== Extrait du document
Phil Libin (General Catalyst) "Les bots auront remplacé 80% des applications d’ici 5 ans"

Jusqu'ici assez décevants, les bots commencent à démontrer leur utilité et ne tarderont plus à devenir mainstream, affirme l'investisseur, rencontré le 13 mai à la conférence Leade.rs.

JDN. Ex-PDG d'Evernote, vous êtes désormais partner chez General Catalyst et investissez principalement dans la réalité virtuelle et les bots. Pourquoi les bots ?

Phil Libin, partner chez General Catalyst © S. de P. General Catalyst

Phil Libin. Pendant l'été 2007, lorsque j'ai tenu un iPhone pour la première fois, j'ai eu l'impression de savoir comment le monde allait être "réécrit" pendant les cinq années suivantes. Mon pari, pour profiter de l'essor des applications, a été le service de bloc-notes Evernote. Je n'ai jamais eu la même sensation depuis, jusqu'à il y a quelques mois.

Je faisais la vaisselle et jouais à un jeu sur les mots avec Alexa, l'assistant personnel d'Amazon. De cette interaction, fluide et élégante, j'ai tiré la conviction que les bots allaient être le moteur du changement pour les cinq prochaines années, plus rapidement encore que ne l'a été l'iPhone. Tous les sauts technologiques ont correspondu à une diminution drastique de frictions. C'est exactement ce qui se passe avec les bots. S'ils existent depuis les années 90, ce n'est que cette année qu'ils ont commencé à devenir intéressants.

Pourquoi leur heure est-elle venue ?

On a beaucoup parlé de bots ces derniers mois. Là, nous sommes dans le creux de la vague, juste après la hype. On les trouve finalement assez décevants. Mais ce n'est pas grave. Rappelez-vous des premières applications iPhone. Il s'agissait de jeux, d'iFart… Bref elles n'étaient ni géniales ni utiles. Voyez ce qu'elles sont devenues. Aujourd'hui, les bots sont plus divertissants qu'utiles, mais ils vont suivre le même chemin. Dans quelques mois on verra apparaître des bots plus utiles, qui deviendront mainstream.

Que feront ces bots utiles ?

Ils remplaceront la plupart des applications mobiles. Les outils professionnels et les jeux resteront des apps, dont les interfaces statiques sont plus adaptées à ces usages. Mais pour le commerce, le voyage, la sauvegarde de documents, les RH, la comptabilité, la médecine, etc, donc 80% de ce qu'on utilise aujourd'hui, les services deviendront conversationnels.
====
Consignes de travail:
**1)** Répondez à ces questions sur l'entretien consacré aux bots :
(a) À quel moment Phil Libin a-t-il tenu un iPhone pour la première fois ?
(b) Avec quel assistant personnel jouait-il à un jeu sur les mots pendant qu'il faisait la vaisselle ?
(c) Quels usages resteront des apps selon lui ?
**2)** Résumez l'entretien consacré aux bots en deux phrases.
== Données fournies
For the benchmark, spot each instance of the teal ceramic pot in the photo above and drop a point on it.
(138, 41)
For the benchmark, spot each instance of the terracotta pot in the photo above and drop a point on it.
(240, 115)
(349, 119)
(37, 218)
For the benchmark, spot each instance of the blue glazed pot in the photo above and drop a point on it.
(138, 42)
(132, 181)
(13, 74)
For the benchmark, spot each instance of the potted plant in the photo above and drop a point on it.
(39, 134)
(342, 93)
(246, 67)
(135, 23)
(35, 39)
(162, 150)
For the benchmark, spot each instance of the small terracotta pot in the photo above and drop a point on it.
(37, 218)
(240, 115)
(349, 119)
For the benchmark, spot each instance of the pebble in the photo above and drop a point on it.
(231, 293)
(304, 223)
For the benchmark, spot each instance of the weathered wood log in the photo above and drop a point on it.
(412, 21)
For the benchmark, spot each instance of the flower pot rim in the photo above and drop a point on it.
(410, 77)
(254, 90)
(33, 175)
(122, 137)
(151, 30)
====
Ensemble des réponses:
**1)**
(a) Pendant l'été 2007.
(b) Alexa, l'assistant personnel d'Amazon.
(c) Les outils professionnels et les jeux.

**2)** Phil Libin, ex-PDG d'Evernote devenu partner chez General Catalyst, affirme qu'une interaction avec Alexa l'a convaincu que les bots seront le moteur du changement pendant les cinq prochaines années, même s'ils restent pour l'instant décevants et plus divertissants qu'utiles. Selon lui, des bots plus utiles deviendront bientôt mainstream et remplaceront la plupart des applications mobiles, soit 80 % des usages actuels, tandis que les outils professionnels et les jeux resteront des apps.